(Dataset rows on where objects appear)
........

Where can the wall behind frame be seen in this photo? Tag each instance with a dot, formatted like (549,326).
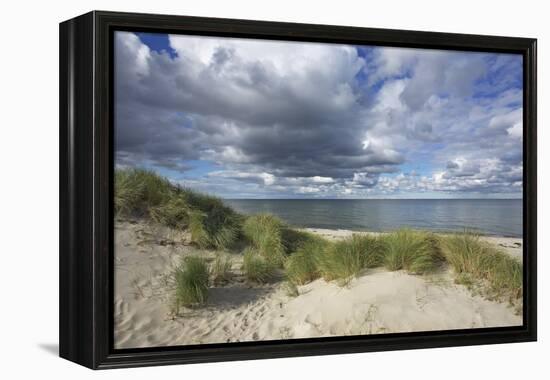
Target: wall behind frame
(29,191)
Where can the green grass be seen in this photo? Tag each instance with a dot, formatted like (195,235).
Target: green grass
(173,213)
(264,231)
(220,269)
(302,266)
(345,259)
(413,251)
(191,282)
(257,268)
(144,194)
(138,190)
(471,257)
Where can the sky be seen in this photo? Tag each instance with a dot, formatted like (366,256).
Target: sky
(248,118)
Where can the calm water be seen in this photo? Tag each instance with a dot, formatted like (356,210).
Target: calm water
(501,217)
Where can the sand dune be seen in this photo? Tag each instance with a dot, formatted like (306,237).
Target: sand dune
(376,302)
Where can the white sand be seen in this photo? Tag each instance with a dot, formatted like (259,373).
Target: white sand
(376,302)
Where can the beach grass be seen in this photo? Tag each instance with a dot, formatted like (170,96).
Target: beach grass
(138,190)
(256,267)
(220,269)
(271,244)
(142,193)
(410,250)
(472,258)
(302,266)
(264,231)
(345,259)
(191,282)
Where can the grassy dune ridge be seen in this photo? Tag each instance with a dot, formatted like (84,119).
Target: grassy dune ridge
(270,247)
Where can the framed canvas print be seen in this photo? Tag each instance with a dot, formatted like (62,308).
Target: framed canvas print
(237,189)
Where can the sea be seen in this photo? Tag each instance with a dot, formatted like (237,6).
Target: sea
(496,217)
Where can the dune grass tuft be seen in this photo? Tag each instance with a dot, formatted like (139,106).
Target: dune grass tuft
(471,257)
(220,269)
(264,231)
(191,282)
(173,213)
(414,251)
(302,266)
(256,267)
(144,194)
(345,259)
(137,190)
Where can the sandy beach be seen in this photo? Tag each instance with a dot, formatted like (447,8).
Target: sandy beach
(377,301)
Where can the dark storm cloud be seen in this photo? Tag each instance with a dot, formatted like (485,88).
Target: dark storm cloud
(319,119)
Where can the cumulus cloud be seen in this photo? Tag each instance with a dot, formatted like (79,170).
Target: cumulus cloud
(283,118)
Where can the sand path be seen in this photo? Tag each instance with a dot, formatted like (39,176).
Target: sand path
(376,302)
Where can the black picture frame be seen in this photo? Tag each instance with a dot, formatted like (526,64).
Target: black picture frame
(86,178)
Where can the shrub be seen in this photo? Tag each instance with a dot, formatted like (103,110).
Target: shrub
(264,232)
(213,230)
(293,239)
(346,258)
(220,270)
(142,193)
(468,255)
(191,282)
(257,268)
(302,266)
(410,250)
(137,190)
(173,213)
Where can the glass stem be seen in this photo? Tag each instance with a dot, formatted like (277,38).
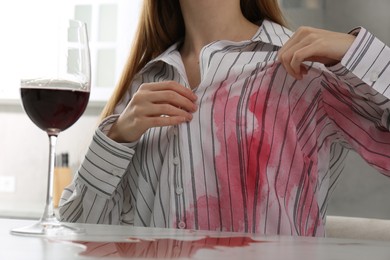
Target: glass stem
(48,214)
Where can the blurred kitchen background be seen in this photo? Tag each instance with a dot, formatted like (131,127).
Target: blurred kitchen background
(361,192)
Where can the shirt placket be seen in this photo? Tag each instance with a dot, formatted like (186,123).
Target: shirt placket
(178,188)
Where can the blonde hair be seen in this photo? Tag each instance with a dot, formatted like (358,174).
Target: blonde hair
(161,24)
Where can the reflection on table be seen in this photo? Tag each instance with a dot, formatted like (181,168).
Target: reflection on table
(120,242)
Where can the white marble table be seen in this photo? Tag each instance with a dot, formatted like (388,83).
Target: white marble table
(119,242)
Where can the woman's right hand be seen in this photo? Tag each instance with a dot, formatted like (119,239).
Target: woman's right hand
(153,105)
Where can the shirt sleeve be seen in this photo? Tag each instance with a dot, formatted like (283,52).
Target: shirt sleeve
(95,194)
(358,102)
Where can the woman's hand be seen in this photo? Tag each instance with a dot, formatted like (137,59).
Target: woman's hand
(311,44)
(153,105)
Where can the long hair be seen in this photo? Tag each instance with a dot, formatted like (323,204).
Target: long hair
(161,24)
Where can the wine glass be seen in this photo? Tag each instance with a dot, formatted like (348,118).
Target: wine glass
(54,101)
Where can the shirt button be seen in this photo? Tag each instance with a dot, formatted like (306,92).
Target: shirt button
(116,172)
(176,160)
(374,76)
(175,131)
(181,225)
(179,190)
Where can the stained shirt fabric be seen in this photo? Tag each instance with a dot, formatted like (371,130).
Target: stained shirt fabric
(262,153)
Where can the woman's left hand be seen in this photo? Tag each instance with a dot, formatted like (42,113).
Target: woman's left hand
(311,44)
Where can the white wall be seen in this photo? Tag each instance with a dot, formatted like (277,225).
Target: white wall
(362,191)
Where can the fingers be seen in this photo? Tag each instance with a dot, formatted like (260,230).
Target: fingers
(316,45)
(154,105)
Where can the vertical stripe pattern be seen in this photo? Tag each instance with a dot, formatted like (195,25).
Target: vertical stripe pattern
(263,152)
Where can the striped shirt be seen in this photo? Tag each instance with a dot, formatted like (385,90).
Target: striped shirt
(262,153)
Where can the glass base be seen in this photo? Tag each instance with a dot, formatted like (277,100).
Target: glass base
(47,228)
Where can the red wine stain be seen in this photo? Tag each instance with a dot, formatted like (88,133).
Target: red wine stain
(160,248)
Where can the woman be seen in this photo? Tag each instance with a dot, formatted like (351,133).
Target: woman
(224,120)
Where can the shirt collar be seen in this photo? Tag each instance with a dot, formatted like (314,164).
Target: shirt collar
(268,32)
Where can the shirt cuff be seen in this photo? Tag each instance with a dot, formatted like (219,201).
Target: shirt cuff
(367,60)
(104,165)
(106,125)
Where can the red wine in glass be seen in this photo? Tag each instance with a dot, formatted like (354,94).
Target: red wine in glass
(51,108)
(54,97)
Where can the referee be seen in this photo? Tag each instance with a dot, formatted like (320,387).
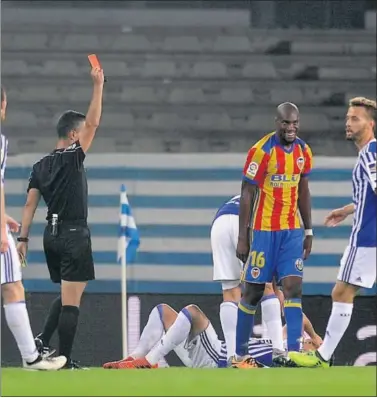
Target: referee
(60,179)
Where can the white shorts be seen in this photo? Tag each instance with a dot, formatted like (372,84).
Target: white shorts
(224,237)
(10,263)
(203,350)
(358,266)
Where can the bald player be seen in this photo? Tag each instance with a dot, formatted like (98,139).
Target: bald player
(274,189)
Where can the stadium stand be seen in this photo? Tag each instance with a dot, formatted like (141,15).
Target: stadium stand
(180,89)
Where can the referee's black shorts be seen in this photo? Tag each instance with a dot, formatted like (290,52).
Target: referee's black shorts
(69,254)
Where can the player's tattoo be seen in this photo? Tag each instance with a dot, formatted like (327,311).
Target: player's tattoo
(305,203)
(249,194)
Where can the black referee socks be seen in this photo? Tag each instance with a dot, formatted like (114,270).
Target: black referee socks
(67,327)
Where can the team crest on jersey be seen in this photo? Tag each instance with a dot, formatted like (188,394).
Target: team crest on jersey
(255,272)
(300,163)
(253,169)
(299,264)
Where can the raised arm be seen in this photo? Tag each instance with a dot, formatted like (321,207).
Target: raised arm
(93,115)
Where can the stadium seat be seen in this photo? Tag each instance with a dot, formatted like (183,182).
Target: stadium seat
(139,95)
(14,68)
(59,68)
(259,71)
(236,95)
(231,44)
(188,95)
(159,69)
(182,43)
(346,73)
(24,41)
(129,42)
(89,43)
(207,69)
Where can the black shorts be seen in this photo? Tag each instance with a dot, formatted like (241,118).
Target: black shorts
(69,254)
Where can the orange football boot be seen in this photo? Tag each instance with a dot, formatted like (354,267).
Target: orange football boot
(140,363)
(114,365)
(247,362)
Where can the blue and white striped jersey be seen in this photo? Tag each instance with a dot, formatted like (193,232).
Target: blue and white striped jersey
(232,206)
(259,349)
(364,198)
(4,154)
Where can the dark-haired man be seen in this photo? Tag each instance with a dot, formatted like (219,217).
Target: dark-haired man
(60,179)
(358,264)
(12,289)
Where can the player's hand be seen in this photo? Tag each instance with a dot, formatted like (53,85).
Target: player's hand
(243,249)
(317,341)
(22,251)
(4,244)
(98,76)
(336,217)
(308,242)
(13,225)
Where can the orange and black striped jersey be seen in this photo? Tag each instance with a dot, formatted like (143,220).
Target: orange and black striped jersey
(277,172)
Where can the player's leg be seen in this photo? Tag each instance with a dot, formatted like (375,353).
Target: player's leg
(258,270)
(76,269)
(227,270)
(271,317)
(357,269)
(160,320)
(16,314)
(290,271)
(189,324)
(42,340)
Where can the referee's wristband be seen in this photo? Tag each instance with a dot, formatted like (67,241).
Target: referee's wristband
(22,239)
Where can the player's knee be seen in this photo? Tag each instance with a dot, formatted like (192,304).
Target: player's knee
(268,289)
(71,292)
(193,310)
(233,294)
(343,293)
(292,288)
(252,293)
(13,292)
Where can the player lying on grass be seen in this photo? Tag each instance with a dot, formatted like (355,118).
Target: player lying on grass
(191,335)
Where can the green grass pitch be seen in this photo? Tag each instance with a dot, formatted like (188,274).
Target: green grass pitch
(337,381)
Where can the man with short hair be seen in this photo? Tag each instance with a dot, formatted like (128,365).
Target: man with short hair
(60,178)
(358,264)
(12,289)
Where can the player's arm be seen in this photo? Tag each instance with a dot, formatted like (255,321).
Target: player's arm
(368,162)
(305,202)
(93,115)
(253,174)
(32,201)
(309,329)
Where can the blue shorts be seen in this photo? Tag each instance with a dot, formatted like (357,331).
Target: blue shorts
(274,254)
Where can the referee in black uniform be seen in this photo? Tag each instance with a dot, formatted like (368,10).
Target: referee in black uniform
(60,179)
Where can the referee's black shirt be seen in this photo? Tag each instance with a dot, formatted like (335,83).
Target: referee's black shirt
(60,177)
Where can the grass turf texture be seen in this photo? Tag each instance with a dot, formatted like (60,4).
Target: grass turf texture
(337,381)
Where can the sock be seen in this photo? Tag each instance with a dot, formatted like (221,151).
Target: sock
(19,324)
(293,318)
(245,324)
(52,321)
(177,333)
(271,316)
(338,323)
(264,333)
(152,333)
(67,326)
(228,319)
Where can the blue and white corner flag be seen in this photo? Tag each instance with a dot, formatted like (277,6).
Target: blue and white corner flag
(129,239)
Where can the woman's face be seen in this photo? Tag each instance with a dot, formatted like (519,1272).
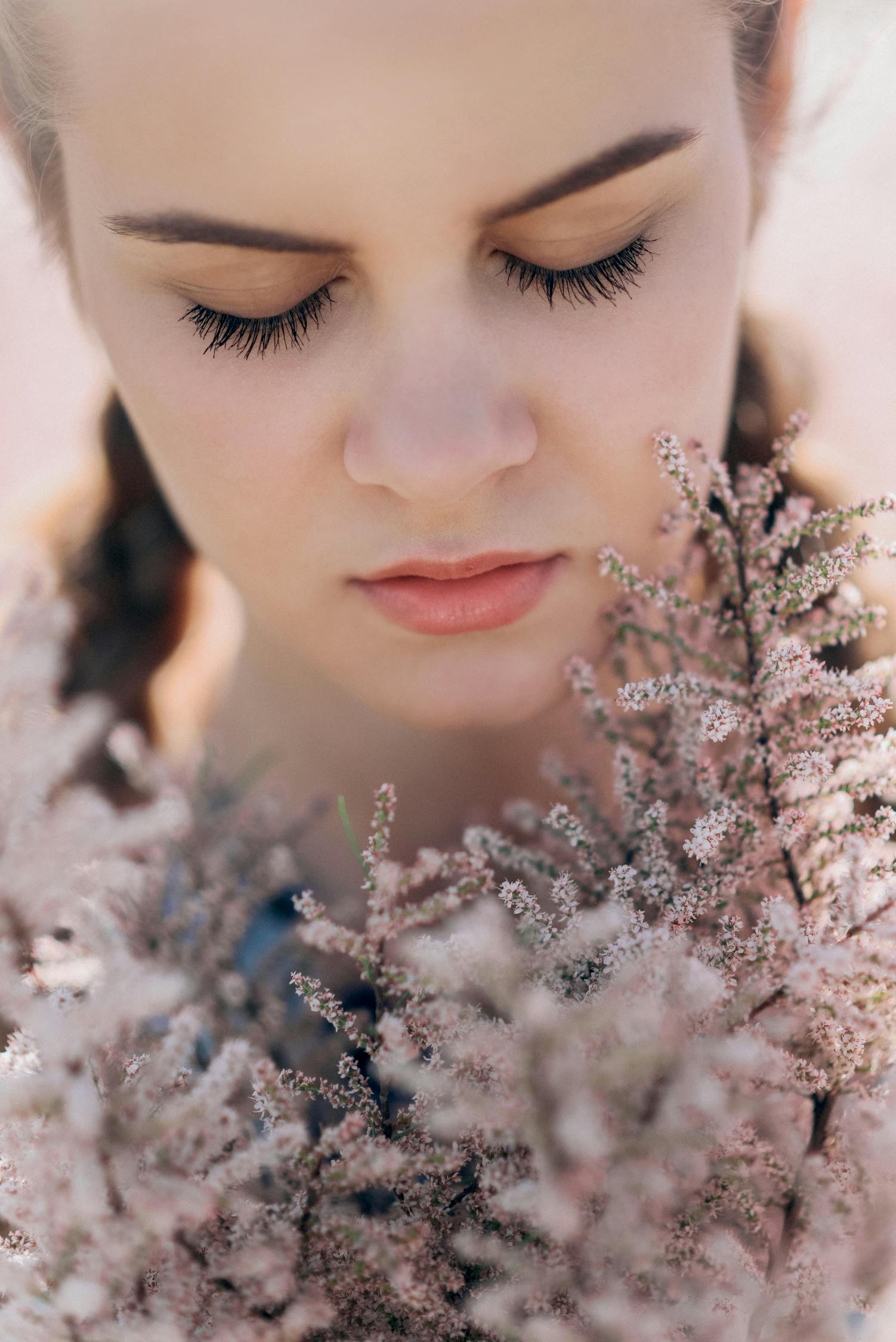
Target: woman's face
(398,153)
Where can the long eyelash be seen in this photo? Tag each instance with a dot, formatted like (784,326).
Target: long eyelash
(608,278)
(251,333)
(605,278)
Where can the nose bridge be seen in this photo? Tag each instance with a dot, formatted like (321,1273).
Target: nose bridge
(441,415)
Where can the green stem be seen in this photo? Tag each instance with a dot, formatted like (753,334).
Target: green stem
(354,843)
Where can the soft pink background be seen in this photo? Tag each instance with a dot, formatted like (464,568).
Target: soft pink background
(827,254)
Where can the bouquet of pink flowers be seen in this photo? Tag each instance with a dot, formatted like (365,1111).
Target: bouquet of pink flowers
(624,1077)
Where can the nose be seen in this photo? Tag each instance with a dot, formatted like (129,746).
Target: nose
(440,420)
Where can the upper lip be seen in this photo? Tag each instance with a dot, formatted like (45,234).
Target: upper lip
(466,568)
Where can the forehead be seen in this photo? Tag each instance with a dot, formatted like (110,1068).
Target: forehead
(336,104)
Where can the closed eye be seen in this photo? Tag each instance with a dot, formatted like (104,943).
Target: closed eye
(607,278)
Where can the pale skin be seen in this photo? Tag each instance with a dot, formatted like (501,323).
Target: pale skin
(436,411)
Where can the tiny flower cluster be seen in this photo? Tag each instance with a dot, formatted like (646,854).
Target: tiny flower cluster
(636,1089)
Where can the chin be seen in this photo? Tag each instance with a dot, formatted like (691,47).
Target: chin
(483,691)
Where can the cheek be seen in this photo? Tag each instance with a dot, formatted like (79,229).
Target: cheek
(662,360)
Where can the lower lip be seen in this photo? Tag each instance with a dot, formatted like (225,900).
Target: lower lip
(465,605)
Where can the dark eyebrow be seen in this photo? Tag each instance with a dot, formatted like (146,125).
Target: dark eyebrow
(611,163)
(174,227)
(180,227)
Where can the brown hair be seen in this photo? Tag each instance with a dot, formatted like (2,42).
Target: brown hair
(129,573)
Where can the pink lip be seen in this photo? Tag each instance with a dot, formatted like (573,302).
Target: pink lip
(484,592)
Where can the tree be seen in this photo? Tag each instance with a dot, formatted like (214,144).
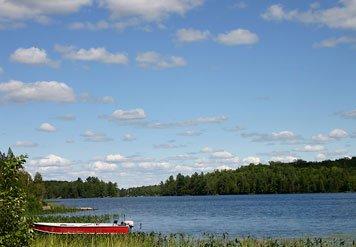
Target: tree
(15,226)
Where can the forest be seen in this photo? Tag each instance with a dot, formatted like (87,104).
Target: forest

........

> [Your task]: Leave the pictures out, and please copy only the lines from the one with "Where can the brown" through the end of the listing.

> [Correct result]:
Where can the brown hair be seen in this photo? Tag each instance with a dot, formatted like (2,42).
Target: brown hair
(129,573)
Where can the pink lip be seen in this photo? Tag each instance with a dot, formatted like (573,302).
Target: pink lip
(484,592)
Where can the tree be seen in this photo? Tag each instance with a dot, formatted like (214,144).
Target: tree
(15,226)
Where can the forest be seen in this photo? Tag each instance with a dot, formatted like (87,104).
Target: forest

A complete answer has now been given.